** Start GIVEN DATA **
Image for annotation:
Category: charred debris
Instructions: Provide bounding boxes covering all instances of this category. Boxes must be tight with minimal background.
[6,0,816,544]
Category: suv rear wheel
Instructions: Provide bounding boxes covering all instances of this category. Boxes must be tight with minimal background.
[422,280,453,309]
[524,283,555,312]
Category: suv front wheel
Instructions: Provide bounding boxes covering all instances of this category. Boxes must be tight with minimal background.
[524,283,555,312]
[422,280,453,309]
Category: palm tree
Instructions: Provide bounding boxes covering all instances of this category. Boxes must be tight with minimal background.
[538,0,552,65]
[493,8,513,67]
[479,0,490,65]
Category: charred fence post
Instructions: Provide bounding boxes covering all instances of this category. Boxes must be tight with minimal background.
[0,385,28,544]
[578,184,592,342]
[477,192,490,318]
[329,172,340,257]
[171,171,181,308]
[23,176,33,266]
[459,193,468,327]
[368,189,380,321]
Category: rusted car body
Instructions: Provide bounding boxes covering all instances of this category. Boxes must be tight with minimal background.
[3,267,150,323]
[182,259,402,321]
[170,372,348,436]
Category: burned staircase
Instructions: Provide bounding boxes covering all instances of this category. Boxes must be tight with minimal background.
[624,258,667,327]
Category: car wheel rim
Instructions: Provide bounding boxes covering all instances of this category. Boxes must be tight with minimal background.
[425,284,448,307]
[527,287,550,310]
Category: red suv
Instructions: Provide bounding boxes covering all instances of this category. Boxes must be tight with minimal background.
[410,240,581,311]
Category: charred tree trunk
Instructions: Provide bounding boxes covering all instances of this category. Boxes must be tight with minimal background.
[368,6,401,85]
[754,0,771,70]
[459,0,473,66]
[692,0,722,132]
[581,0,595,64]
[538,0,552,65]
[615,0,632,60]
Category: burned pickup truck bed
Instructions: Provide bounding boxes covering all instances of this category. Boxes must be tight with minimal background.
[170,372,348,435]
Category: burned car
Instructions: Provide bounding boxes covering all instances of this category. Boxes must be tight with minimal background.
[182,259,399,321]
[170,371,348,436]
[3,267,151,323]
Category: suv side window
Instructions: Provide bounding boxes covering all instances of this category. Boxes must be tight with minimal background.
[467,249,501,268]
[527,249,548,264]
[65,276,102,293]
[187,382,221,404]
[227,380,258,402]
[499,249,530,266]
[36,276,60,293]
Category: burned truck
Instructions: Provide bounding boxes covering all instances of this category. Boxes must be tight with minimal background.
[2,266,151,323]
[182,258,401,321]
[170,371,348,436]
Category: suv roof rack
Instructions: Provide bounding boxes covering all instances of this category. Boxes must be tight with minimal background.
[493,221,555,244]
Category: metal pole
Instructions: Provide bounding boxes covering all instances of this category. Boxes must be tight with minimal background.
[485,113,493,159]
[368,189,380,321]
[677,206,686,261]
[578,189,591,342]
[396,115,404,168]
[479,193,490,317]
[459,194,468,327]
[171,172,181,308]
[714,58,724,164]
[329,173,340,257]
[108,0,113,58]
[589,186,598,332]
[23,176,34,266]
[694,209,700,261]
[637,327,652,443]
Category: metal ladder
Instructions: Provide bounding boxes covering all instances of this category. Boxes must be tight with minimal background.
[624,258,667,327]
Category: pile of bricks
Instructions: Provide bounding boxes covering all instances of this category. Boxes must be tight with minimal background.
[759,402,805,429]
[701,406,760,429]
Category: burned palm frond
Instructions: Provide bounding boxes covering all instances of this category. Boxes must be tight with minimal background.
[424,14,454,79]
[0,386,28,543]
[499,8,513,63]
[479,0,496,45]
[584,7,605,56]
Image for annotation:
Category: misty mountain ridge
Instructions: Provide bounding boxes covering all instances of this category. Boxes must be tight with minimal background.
** End GIVEN DATA **
DIRECTIVE
Add 69 to every bounding-box coordinate from the line containing "Category: burned pickup truck bed" down to the end of the data, both ends included. Write out every line in that span, with all other lines kept as they are.

THE COMPLETED TASK
Category: burned pickup truck bed
Instructions: Provide bounding boxes covering all instances of this category. Boxes must be tight with minimal background.
[239,441,417,504]
Category: burned car
Instructions: Provide bounding boxes covering all instances of this category. Boxes must be tight with minimal background.
[251,328,468,390]
[239,440,417,505]
[72,336,220,392]
Category: suv side window
Instructions: Provide bounding boxes covering all instances of this category. Boxes must be tight with minimal background.
[536,318,570,337]
[596,318,617,333]
[134,345,171,362]
[256,451,290,473]
[296,449,327,471]
[568,318,599,335]
[105,345,129,362]
Category: burned truck
Instructions: Provide bounding boxes covering all instances of this category. Boxes must be tight with minimal background.
[71,335,220,392]
[251,327,470,390]
[239,440,417,505]
Category: suv roof rack
Instructions: Provide bounding boxes covering all instances of this category. Boxes must be tight with minimal background.
[562,290,624,313]
Category: metal pole
Instructions: Provide bounding boxes covering all instances of this category. Boxes must be tight with minimal background.
[554,182,562,228]
[437,258,449,390]
[746,275,755,330]
[647,258,660,411]
[465,184,473,237]
[548,262,559,386]
[528,263,537,396]
[240,241,250,377]
[783,127,793,233]
[398,242,409,326]
[177,69,182,127]
[658,255,667,401]
[92,245,103,335]
[763,278,769,330]
[706,396,721,512]
Category: metal ladder
Instructions: Provide bounding boxes covering all instances of this category. Boxes must be tight with minimal background.
[693,327,736,396]
Category: pile of bricks
Instructions: Provide bounding boxes covering all instances of this category. Boxes must be tight with minimal background.
[828,471,874,498]
[770,475,829,498]
Category: burned palm frond
Instructions: Provide bounding boxes covering all instances of this category. Boxes must be tight with minimal background.
[493,83,523,148]
[69,455,97,612]
[568,77,582,132]
[548,69,565,114]
[653,76,674,125]
Image for annotation:
Category: misty mountain ridge
Instructions: Provide bounding boxes covering all instances of this category. Boxes must be tight with minimal background.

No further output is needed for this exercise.